▶ Box annotations for photos
☆ ☆ ☆ ☆ ☆

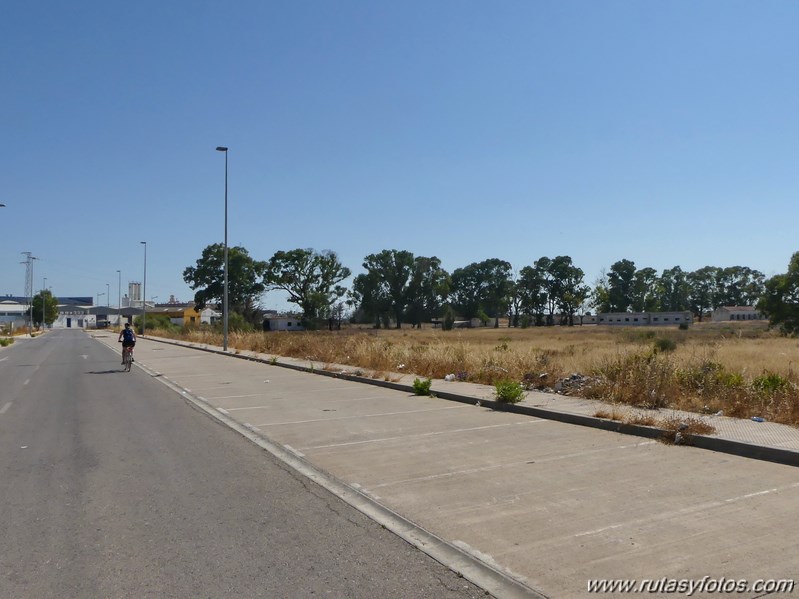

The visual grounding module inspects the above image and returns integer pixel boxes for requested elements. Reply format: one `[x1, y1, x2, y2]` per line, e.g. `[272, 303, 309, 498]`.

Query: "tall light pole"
[216, 146, 228, 351]
[139, 241, 147, 337]
[117, 270, 122, 326]
[28, 256, 38, 337]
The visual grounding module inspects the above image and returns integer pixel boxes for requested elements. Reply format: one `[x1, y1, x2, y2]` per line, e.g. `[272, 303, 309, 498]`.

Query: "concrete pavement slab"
[90, 339, 799, 597]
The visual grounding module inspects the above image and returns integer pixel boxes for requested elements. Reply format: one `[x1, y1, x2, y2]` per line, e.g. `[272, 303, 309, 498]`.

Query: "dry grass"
[158, 323, 799, 426]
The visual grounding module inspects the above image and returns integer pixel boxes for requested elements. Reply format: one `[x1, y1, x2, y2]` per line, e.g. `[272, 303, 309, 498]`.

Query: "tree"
[363, 250, 414, 329]
[630, 267, 659, 312]
[452, 258, 513, 327]
[264, 249, 351, 327]
[407, 256, 451, 328]
[658, 266, 690, 312]
[516, 261, 547, 326]
[183, 243, 266, 322]
[686, 266, 721, 322]
[347, 273, 391, 329]
[757, 252, 799, 335]
[607, 259, 636, 312]
[549, 256, 591, 326]
[32, 289, 58, 326]
[714, 266, 765, 308]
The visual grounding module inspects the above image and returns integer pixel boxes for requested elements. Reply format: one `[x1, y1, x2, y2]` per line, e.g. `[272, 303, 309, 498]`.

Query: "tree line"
[183, 244, 799, 336]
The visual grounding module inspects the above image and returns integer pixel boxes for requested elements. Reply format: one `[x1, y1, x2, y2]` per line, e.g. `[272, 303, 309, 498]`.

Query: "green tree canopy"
[264, 248, 351, 326]
[183, 243, 266, 321]
[452, 258, 513, 319]
[32, 289, 58, 326]
[363, 250, 414, 329]
[757, 252, 799, 335]
[407, 256, 451, 327]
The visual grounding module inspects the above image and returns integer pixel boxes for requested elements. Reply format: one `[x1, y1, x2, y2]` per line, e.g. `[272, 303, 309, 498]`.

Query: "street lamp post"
[28, 256, 38, 337]
[117, 270, 122, 326]
[139, 241, 147, 337]
[216, 146, 228, 351]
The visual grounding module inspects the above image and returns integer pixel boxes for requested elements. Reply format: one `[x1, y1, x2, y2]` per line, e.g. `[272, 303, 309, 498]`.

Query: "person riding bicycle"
[117, 322, 136, 364]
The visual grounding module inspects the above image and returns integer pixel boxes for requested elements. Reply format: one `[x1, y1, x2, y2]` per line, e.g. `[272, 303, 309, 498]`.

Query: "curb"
[146, 337, 799, 467]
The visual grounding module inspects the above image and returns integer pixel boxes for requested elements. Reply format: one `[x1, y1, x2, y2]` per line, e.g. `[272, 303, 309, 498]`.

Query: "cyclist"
[117, 322, 136, 365]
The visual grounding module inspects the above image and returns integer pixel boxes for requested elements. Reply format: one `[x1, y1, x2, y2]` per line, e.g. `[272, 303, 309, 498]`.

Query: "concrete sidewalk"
[93, 333, 799, 597]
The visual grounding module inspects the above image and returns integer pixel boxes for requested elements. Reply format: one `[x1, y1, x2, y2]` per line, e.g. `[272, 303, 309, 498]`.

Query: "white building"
[264, 316, 305, 331]
[596, 311, 694, 327]
[710, 306, 766, 322]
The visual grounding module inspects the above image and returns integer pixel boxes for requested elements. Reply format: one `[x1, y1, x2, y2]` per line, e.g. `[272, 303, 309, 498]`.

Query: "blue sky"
[0, 0, 799, 308]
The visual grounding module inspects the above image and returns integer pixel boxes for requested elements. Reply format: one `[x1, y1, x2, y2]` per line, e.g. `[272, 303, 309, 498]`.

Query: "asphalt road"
[0, 331, 485, 598]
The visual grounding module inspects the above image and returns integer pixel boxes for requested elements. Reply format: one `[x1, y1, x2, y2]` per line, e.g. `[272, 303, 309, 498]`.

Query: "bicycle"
[122, 346, 133, 372]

☆ ☆ ☆ ☆ ☆

▶ What is being asked
List every line from the listing above that contains the string "bicycle", copying each one in full.

▶ Result of the task
Query: "person riding bicycle"
Query: "bicycle"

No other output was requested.